What Do You See in the Ordinary?

It’s the ordinary days that make it hardest to persevere, sometimes. The day-in, day-out unending of a burden that erodes faith a grain at a time, wears away the edges of what you know and who you are, until the least upheaval could topple you right over. Maybe it’s the way we are wired, as humans, to rally in a crisis, and be ready to resolve it quickly– it’s the ongoing little stresses that often get the better of us. It takes focus to keep walking in faith through the mundane, the unresolvable, and every small choice that confounds us.

It reminds me of a saying I heard once that “the devil is in the details,” meaning that the details that you ignore are the ones that will make the whole project go up in flames in the end. True in business and event planning, and true in life as well. Sometimes the most important details are quite small and ordinary, and could escape notice entirely. It is what our Enemy, the devil, is counting on, so that in the end a whole life could blow away like smoke before you realize. Ironically enough, it is also in the everyday wearing-down details that you can find the devil whispering that you are stuck here, that you aren’t good-enough strong-enough smart-enough, that there is no purpose to this endless maze, that you may as well give up because it’s just too hard to keep trying. And so Peter warns in his letter, “Be sober-minded; be watchful. Your adversary the devil prowls around like a roaring lion, seeking someone to devour.” (1 Peter 5:8)

However, the saying is relatively new in society, and for a hundred years before, the original phrase also spoke truth to people’s hearts: “God is in the detail.” Pay attention to the details because there is significance and beauty and meaning there that you won’t want to miss. The God who made the billions of stars and hangs them in their places, calls them by name…the God who made the billions of fish in the sea, all colors and shapes and some of them so deep that they are never seen…the God who knows when every wild animal is about to give birth…the God who weaves together each of us and knows all our days before we are even born….Yes, of course we can see Him in the details, because He made all the details, down to the last atom. And here in the details of my day it makes all the difference to know that He is present and active– nothing too small and mundane for Him to care about. If I could just keep my eyes on that, how would it transform the ordinary into something More?

• Requirement
Reproduce the reflection on faith in ordinary days above in full, word for word.

(Source data)

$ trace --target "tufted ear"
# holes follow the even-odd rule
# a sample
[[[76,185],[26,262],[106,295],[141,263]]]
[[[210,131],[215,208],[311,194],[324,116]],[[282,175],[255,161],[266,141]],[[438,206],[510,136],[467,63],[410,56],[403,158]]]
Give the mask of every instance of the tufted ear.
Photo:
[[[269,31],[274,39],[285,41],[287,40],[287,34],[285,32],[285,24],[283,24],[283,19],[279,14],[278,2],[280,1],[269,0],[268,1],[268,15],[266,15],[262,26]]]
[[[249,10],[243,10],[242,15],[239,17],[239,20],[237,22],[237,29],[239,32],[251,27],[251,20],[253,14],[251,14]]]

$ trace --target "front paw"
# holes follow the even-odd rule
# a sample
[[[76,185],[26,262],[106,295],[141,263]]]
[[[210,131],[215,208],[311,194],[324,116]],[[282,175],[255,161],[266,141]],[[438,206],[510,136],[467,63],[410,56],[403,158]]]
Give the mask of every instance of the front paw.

• Task output
What Do You See in the Ordinary?

It’s the ordinary days that make it hardest to persevere, sometimes. The day-in, day-out unending of a burden that erodes faith a grain at a time, wears away the edges of what you know and who you are, until the least upheaval could topple you right over. Maybe it’s the way we are wired, as humans, to rally in a crisis, and be ready to resolve it quickly– it’s the ongoing little stresses that often get the better of us. It takes focus to keep walking in faith through the mundane, the unresolvable, and every small choice that confounds us.

It reminds me of a saying I heard once that “the devil is in the details,” meaning that the details that you ignore are the ones that will make the whole project go up in flames in the end. True in business and event planning, and true in life as well. Sometimes the most important details are quite small and ordinary, and could escape notice entirely. It is what our Enemy, the devil, is counting on, so that in the end a whole life could blow away like smoke before you realize. Ironically enough, it is also in the everyday wearing-down details that you can find the devil whispering that you are stuck here, that you aren’t good-enough strong-enough smart-enough, that there is no purpose to this endless maze, that you may as well give up because it’s just too hard to keep trying. And so Peter warns in his letter, “Be sober-minded; be watchful. Your adversary the devil prowls around like a roaring lion, seeking someone to devour.” (1 Peter 5:8)

However, the saying is relatively new in society, and for a hundred years before, the original phrase also spoke truth to people’s hearts: “God is in the detail.” Pay attention to the details because there is significance and beauty and meaning there that you won’t want to miss. The God who made the billions of stars and hangs them in their places, calls them by name…the God who made the billions of fish in the sea, all colors and shapes and some of them so deep that they are never seen…the God who knows when every wild animal is about to give birth…the God who weaves together each of us and knows all our days before we are even born….Yes, of course we can see Him in the details, because He made all the details, down to the last atom. And here in the details of my day it makes all the difference to know that He is present and active– nothing too small and mundane for Him to care about. If I could just keep my eyes on that, how would it transform the ordinary into something More?